* **TEXT EXTRACT**:
......
The Complaint also alleges that his emails were "extracted from his student webmail account at . . . the University of Hawaii at Manoa[.]" Doc. No. 17, SAC at 5. Because his email folder "was completely extracted and emptied," it violated "his expectation of privacy" and "constitu[ed] theft of personal and private informational property . . . in contravention of Mr. Ciacci's right of privacy." Id. at 6. The SAC, however, alleges no other facts establishing the context for the alleged deletion of Plaintiff's email account. He seeks a preliminary injunction to "stop future violations," as well as damages against the University of Hawaii at Manoa. Id. at 7.

In the previous version of his Complaint, Plaintiff appeared to allege that withholding and denying his requests for his emails violated FERPA, 20 U.S.C. § 1232g. Doc. No. 15, Am. Compl. at 1. But the court had previously notified Plaintiff when granting leave to amend that "[FERPA] does not create a private right of action . . . under 42 U.S.C. § 1983." Desyllas v. Bernstine, 351 F.3d 934, 940 n.2 (9th Cir. 2003). See Doc. No. 10, Order at 7.
......
* **JOB 1**: Find each line in the listing that contains the string "after" with matching case, and copy those lines.
The court excerpt and the listing are unrelated material.

* **DATASET RECORDS**:
......
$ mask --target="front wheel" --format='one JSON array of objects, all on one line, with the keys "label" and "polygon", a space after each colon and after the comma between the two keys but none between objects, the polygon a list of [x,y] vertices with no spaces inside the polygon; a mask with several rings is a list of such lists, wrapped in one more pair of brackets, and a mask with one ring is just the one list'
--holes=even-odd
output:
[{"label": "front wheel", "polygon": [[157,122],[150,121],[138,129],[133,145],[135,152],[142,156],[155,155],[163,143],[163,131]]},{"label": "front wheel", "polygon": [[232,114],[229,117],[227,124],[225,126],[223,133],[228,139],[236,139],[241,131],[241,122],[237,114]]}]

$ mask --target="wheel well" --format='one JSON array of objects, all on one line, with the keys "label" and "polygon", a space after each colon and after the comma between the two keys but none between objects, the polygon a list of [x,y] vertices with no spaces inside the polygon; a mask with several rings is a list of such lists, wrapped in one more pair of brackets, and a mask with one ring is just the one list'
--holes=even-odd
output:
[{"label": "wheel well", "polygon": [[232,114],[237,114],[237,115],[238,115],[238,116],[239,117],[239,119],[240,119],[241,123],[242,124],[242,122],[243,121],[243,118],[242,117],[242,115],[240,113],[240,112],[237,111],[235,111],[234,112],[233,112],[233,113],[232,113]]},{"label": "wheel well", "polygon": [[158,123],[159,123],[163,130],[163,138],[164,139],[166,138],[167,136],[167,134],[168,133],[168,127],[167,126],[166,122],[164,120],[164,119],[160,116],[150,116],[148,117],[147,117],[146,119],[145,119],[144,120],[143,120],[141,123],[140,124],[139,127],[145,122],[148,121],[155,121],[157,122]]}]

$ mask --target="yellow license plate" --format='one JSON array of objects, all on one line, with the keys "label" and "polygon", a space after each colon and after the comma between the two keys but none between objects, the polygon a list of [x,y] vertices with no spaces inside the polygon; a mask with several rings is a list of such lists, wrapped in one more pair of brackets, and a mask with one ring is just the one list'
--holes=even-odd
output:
......
* **JOB 2**:
Answer these questions from the court excerpt:
(a) From which account were the plaintiff's emails allegedly extracted?
(b) What does the plaintiff seek from the University of Hawaii at Manoa?
(c) Which statute did the previous version of the Complaint appear to allege was violated?

* **WRITTEN REPLY 1**:
$ mask --target="front wheel" --format='one JSON array of objects, all on one line, with the keys "label" and "polygon", a space after each colon and after the comma between the two keys but none between objects, the polygon a list of [x,y] vertices with no spaces inside the polygon; a mask with several rings is a list of such lists, wrapped in one more pair of brackets, and a mask with one ring is just the one list'
$ mask --target="wheel well" --format='one JSON array of objects, all on one line, with the keys "label" and "polygon", a space after each colon and after the comma between the two keys but none between objects, the polygon a list of [x,y] vertices with no spaces inside the polygon; a mask with several rings is a list of such lists, wrapped in one more pair of brackets, and a mask with one ring is just the one list'
$ mask --target="yellow license plate" --format='one JSON array of objects, all on one line, with the keys "label" and "polygon", a space after each colon and after the comma between the two keys but none between objects, the polygon a list of [x,y] vertices with no spaces inside the polygon; a mask with several rings is a list of such lists, wrapped in one more pair of brackets, and a mask with one ring is just the one list'

* **WRITTEN REPLY 2**:
(a) His student webmail account at the University of Hawaii at Manoa.
(b) A preliminary injunction to "stop future violations," as well as damages.
(c) FERPA, 20 U.S.C. § 1232g.